Rewrite the rows from the start through the row containing "[408,327,706,449]", changing "foliage" to "greenery" and keeping everything else the same. Leave the pictures out of your answer.

[begin Provided records]

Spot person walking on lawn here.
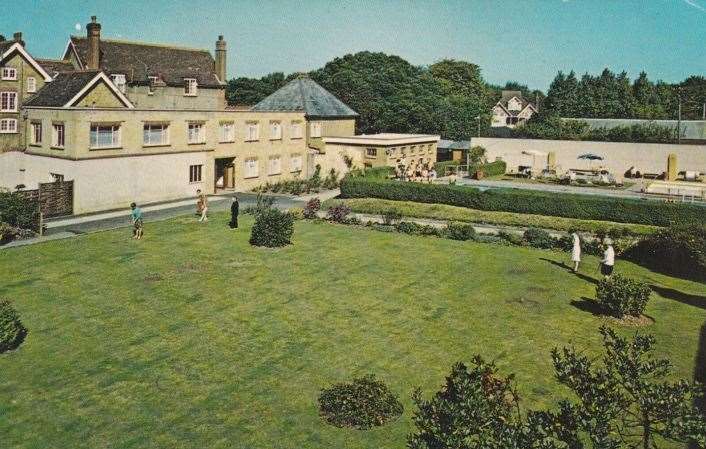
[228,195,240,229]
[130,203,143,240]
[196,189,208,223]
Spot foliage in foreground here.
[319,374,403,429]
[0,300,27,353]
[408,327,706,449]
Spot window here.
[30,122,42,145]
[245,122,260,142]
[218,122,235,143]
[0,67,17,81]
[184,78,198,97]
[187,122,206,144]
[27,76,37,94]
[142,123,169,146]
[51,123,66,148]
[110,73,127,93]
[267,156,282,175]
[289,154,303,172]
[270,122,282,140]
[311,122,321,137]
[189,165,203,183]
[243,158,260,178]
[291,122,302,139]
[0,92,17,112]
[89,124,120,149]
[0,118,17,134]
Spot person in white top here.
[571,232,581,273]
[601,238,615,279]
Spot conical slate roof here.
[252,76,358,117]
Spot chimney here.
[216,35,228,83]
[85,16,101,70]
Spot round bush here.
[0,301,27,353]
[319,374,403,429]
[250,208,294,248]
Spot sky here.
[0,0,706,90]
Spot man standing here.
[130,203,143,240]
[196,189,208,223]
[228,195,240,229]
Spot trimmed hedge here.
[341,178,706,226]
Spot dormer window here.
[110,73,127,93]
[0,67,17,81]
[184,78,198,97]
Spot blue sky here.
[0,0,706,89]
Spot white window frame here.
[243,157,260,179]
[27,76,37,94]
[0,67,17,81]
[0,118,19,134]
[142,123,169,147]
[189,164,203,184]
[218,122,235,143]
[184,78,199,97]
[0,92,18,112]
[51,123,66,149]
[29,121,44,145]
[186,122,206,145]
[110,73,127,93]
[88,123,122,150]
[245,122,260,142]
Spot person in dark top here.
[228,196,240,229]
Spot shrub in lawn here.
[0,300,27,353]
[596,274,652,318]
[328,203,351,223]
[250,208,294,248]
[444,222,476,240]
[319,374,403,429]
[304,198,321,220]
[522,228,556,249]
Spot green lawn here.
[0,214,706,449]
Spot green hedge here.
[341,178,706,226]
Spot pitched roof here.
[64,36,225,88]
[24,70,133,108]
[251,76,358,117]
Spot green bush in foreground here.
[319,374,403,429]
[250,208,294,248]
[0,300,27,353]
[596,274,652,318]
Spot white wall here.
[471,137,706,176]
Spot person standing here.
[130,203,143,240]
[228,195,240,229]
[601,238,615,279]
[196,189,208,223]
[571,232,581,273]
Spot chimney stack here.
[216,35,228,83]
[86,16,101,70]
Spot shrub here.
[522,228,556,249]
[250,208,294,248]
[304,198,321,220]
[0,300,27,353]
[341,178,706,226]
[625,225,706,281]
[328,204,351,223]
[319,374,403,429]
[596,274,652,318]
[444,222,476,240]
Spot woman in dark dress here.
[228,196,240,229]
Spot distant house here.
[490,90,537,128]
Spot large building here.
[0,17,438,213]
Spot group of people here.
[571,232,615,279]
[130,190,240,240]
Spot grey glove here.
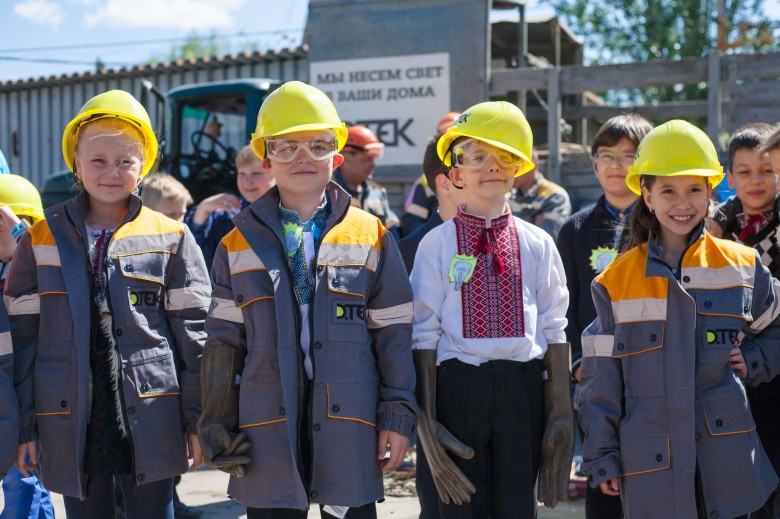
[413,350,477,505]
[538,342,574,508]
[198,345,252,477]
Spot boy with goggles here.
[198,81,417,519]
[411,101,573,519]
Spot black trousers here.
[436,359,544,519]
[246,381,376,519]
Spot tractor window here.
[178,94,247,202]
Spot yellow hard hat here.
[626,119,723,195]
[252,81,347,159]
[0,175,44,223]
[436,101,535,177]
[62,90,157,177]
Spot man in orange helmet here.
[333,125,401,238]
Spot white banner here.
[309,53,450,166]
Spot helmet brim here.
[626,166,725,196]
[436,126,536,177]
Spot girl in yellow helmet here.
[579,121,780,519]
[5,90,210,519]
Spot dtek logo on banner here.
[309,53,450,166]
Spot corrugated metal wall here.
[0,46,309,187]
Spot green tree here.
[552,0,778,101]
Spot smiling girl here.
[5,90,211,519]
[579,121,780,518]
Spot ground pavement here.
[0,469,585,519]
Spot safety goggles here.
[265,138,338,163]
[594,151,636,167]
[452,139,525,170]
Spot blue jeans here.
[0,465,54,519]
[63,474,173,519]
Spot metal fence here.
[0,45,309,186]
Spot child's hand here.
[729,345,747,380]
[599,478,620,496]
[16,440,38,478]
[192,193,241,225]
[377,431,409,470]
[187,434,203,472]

[end Provided records]

Finished exercise.
Spot person walking on lawn here.
[228,195,240,229]
[130,203,143,240]
[196,189,208,223]
Spot greenery in foreground here.
[319,374,403,429]
[0,300,27,353]
[408,327,706,449]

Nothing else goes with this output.